_WHAT IS NEEDED_:
Rewrite all of the records below, substituting "holes follow the even-odd rule" for every occurrence of "the even-odd rule decides holes" and leaving everything else unchanged.

_EXERCISE DATA_:
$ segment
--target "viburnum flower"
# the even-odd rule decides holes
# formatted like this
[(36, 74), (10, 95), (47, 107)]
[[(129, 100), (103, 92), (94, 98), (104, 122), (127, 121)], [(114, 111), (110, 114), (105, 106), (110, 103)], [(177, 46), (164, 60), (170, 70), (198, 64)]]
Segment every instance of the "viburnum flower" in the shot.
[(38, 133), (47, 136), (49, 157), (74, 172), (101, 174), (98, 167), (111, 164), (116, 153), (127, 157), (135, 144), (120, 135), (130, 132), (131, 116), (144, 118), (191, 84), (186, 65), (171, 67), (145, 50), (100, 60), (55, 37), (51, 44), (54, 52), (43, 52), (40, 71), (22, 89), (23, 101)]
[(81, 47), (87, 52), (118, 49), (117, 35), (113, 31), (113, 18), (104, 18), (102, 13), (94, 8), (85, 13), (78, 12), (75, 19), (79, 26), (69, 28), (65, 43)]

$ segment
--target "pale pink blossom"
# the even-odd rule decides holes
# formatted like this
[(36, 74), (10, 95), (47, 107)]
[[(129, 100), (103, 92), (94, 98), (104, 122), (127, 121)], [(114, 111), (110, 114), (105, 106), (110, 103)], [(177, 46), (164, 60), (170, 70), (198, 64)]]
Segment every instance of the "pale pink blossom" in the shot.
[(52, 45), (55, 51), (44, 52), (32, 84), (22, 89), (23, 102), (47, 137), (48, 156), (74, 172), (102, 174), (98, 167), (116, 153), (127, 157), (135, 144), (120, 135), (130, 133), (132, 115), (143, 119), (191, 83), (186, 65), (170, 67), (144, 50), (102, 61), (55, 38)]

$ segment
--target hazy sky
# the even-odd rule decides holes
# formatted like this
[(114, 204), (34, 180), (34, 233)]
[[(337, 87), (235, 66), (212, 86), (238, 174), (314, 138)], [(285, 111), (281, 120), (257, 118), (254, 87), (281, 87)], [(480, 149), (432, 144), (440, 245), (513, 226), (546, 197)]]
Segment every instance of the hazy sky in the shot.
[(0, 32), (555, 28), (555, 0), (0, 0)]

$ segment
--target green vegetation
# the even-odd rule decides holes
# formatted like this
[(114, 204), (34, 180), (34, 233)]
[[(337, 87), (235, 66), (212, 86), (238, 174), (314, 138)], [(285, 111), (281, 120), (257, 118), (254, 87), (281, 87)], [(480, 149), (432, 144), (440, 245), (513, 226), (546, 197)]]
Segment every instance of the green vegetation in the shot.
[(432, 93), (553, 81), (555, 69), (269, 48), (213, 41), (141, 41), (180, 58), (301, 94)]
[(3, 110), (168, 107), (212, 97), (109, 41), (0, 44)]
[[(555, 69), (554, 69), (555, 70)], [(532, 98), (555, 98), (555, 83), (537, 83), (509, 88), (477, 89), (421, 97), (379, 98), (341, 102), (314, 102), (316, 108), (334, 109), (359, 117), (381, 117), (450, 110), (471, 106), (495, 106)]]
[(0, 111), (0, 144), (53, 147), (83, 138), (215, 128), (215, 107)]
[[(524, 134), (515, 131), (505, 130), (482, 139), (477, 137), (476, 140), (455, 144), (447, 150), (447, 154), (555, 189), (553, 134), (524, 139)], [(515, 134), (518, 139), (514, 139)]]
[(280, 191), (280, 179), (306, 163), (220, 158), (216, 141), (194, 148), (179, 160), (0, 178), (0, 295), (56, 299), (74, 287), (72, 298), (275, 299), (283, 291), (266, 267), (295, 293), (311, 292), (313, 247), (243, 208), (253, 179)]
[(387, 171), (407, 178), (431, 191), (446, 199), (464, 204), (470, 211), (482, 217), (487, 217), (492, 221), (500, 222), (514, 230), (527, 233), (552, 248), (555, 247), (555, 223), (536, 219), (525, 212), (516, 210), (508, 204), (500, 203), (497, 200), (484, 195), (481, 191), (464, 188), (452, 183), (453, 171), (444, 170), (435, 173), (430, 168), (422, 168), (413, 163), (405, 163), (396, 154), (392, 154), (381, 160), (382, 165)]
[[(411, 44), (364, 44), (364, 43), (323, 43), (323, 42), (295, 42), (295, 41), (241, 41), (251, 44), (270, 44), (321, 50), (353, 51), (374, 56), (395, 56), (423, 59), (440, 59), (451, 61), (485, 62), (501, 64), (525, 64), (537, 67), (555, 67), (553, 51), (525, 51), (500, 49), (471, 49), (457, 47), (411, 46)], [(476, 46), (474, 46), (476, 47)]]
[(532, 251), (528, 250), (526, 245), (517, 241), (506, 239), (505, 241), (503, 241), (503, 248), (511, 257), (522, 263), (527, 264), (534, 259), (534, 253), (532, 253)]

_RESPONSE FOR THIS EXERCISE_:
$ segment
--target "viburnum flower"
# holes follow the even-odd rule
# formatted like this
[(36, 74), (10, 95), (47, 107)]
[[(129, 100), (103, 92), (94, 98), (104, 122), (127, 121)], [(114, 111), (110, 114), (105, 106), (110, 103)], [(177, 46), (164, 60), (170, 70), (198, 64)]]
Segment every instance of the "viburnum flower" in the shot.
[(38, 133), (47, 136), (49, 157), (74, 172), (101, 174), (98, 167), (111, 164), (116, 153), (127, 157), (135, 144), (120, 135), (130, 132), (131, 116), (144, 118), (191, 84), (186, 65), (171, 67), (145, 50), (100, 60), (55, 37), (51, 44), (54, 52), (43, 52), (40, 71), (22, 89), (23, 101)]
[(81, 47), (87, 52), (118, 49), (117, 35), (113, 31), (113, 18), (104, 18), (102, 13), (94, 8), (85, 13), (78, 12), (75, 19), (79, 26), (69, 28), (65, 43)]

$ segment
--target "pale pink blossom"
# holes follow the even-odd rule
# formatted like this
[(36, 74), (10, 95), (47, 107)]
[[(129, 100), (103, 92), (94, 98), (104, 122), (127, 121)], [(114, 111), (110, 114), (105, 106), (110, 103)], [(177, 46), (164, 60), (170, 70), (198, 64)]]
Segment every instance of the "pale pink blossom" in the shot.
[(52, 45), (55, 51), (44, 52), (32, 84), (22, 89), (23, 102), (47, 137), (48, 156), (74, 172), (102, 174), (98, 167), (116, 153), (127, 157), (135, 144), (120, 135), (130, 133), (132, 115), (143, 119), (191, 83), (186, 65), (170, 67), (144, 50), (102, 61), (55, 38)]

$ segment
--target hazy sky
# holes follow the even-odd rule
# formatted like this
[(114, 204), (34, 180), (34, 233)]
[[(337, 87), (235, 66), (212, 86), (238, 174), (314, 138)], [(285, 111), (281, 120), (257, 118), (254, 87), (281, 87)], [(480, 149), (432, 144), (440, 245), (513, 226), (546, 197)]]
Segment every instance of the hazy sky in the shot.
[(0, 32), (555, 28), (555, 0), (0, 0)]

$ segment
--target green vegetation
# holes follow the even-odd rule
# formatted like this
[(114, 204), (34, 180), (34, 233)]
[[(337, 87), (235, 66), (212, 86), (238, 174), (314, 138)], [(285, 111), (281, 120), (257, 118), (254, 87), (281, 87)], [(480, 149), (432, 144), (440, 245), (513, 226), (546, 197)]]
Segment every instance of the green vegetation in the shot.
[(432, 93), (553, 81), (555, 69), (269, 48), (213, 41), (141, 41), (180, 58), (301, 94)]
[(3, 110), (168, 107), (212, 97), (109, 41), (0, 44)]
[[(555, 69), (554, 69), (555, 70)], [(532, 98), (555, 98), (555, 83), (537, 83), (509, 88), (477, 89), (421, 97), (379, 98), (341, 102), (314, 102), (316, 108), (334, 109), (359, 117), (381, 117), (450, 110), (471, 106), (495, 106)]]
[(0, 111), (0, 144), (53, 147), (83, 138), (215, 128), (215, 107)]
[[(524, 134), (515, 131), (505, 130), (482, 139), (477, 137), (476, 140), (455, 144), (447, 150), (447, 154), (555, 189), (553, 134), (524, 139)], [(515, 134), (518, 139), (514, 139)]]
[(280, 191), (280, 179), (306, 163), (220, 158), (216, 141), (194, 148), (179, 160), (0, 178), (0, 295), (56, 299), (74, 287), (72, 298), (275, 299), (283, 291), (266, 267), (295, 293), (311, 292), (313, 247), (243, 208), (253, 179)]
[(387, 171), (407, 178), (431, 191), (446, 199), (464, 204), (470, 211), (482, 217), (487, 217), (492, 221), (500, 222), (514, 230), (527, 233), (552, 248), (555, 247), (555, 223), (536, 219), (525, 212), (516, 210), (508, 204), (500, 203), (497, 200), (484, 195), (481, 191), (464, 188), (452, 183), (453, 171), (444, 170), (435, 173), (430, 168), (422, 168), (413, 163), (405, 163), (396, 154), (392, 154), (381, 160), (382, 165)]
[[(411, 44), (364, 44), (364, 43), (323, 43), (323, 42), (295, 42), (295, 41), (241, 41), (251, 44), (270, 44), (321, 50), (353, 51), (374, 56), (395, 56), (423, 59), (440, 59), (451, 61), (485, 62), (501, 64), (525, 64), (537, 67), (555, 67), (553, 51), (525, 51), (500, 49), (471, 49), (457, 47), (411, 46)], [(476, 46), (474, 46), (476, 47)]]
[(532, 251), (528, 250), (526, 245), (517, 241), (506, 239), (505, 241), (503, 241), (503, 248), (511, 257), (522, 263), (527, 264), (534, 259), (534, 253), (532, 253)]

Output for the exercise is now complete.